Rows from a dataset
==========
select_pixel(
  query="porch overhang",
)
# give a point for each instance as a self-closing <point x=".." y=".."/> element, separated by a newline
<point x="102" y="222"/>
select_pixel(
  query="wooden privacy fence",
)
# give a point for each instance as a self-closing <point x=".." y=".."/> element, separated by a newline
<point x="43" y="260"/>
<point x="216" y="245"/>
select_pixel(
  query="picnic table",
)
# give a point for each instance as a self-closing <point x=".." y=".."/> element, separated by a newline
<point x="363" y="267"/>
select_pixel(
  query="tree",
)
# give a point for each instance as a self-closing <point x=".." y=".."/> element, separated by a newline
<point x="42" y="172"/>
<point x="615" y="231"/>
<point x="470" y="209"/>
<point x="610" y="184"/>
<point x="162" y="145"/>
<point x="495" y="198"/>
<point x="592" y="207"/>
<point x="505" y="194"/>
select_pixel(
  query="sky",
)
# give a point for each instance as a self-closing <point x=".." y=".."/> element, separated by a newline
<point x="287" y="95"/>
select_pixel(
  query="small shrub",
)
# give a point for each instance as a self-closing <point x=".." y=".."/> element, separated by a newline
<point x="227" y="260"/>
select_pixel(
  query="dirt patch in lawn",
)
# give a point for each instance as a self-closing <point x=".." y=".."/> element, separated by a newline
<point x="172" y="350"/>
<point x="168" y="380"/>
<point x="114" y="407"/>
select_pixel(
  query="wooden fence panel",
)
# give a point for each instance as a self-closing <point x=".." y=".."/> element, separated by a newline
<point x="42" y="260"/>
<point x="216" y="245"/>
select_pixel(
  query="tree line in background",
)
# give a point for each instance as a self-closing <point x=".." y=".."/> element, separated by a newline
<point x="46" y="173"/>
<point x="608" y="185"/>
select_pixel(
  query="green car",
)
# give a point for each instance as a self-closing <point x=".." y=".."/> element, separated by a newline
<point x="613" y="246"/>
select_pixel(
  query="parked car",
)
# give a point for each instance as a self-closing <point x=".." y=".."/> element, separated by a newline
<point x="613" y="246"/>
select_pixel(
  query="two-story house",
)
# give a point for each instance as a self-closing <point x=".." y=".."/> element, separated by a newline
==========
WHAT IS EXPECTED :: Repeat the data verbatim.

RESPONSE TO THE EXERCISE ::
select_pixel(
  query="porch overhang",
)
# give a point for each instance as a self-closing <point x=".." y=".."/> element, separated by a newline
<point x="102" y="222"/>
select_pixel(
  query="wooden privacy fence",
)
# give a point for each instance as a self-closing <point x=".." y=".."/> element, separated by a newline
<point x="43" y="260"/>
<point x="216" y="245"/>
select_pixel(
  query="picnic table",
)
# give a point for each instance as a self-closing <point x=".." y=".."/> element, separated by a newline
<point x="363" y="267"/>
select_pixel(
  query="tree",
)
# give a point for each instance as a self-closing <point x=".." y=".."/> element, separated by a newline
<point x="42" y="172"/>
<point x="615" y="231"/>
<point x="470" y="209"/>
<point x="610" y="184"/>
<point x="162" y="145"/>
<point x="495" y="198"/>
<point x="592" y="207"/>
<point x="505" y="194"/>
select_pixel(
  query="sky",
)
# give a point for each instance as a self-closing <point x=".." y=".."/> element, separated by a newline
<point x="287" y="95"/>
select_pixel(
  query="small shrub",
)
# give a point for each instance as a self-closing <point x=".." y=".."/> element, separated by a newline
<point x="227" y="260"/>
select_pixel(
  query="dirt patch in lawn",
)
# give a point for each instance as a self-closing <point x=".." y=".."/> element, separated by a newline
<point x="172" y="350"/>
<point x="168" y="380"/>
<point x="114" y="407"/>
select_pixel(
  query="wooden fence panel",
)
# give a point for each instance as a self-closing <point x=".." y=".."/> element, separated by a newline
<point x="42" y="260"/>
<point x="216" y="245"/>
select_pixel(
  query="tree line in background",
)
# give a point for each instance as a self-closing <point x=".." y=".."/> element, separated by a newline
<point x="46" y="173"/>
<point x="608" y="185"/>
select_pixel(
  query="green car",
)
# give a point for each instance as a self-closing <point x=".." y=".."/> element, separated by a newline
<point x="613" y="246"/>
select_pixel(
  query="parked car",
)
# give a point for each instance as a self-closing <point x=".." y=".."/> element, separated by a newline
<point x="613" y="246"/>
select_pixel(
  query="two-story house",
)
# give a point for each instance as a self-closing <point x=".." y=".."/> element, separated by a newline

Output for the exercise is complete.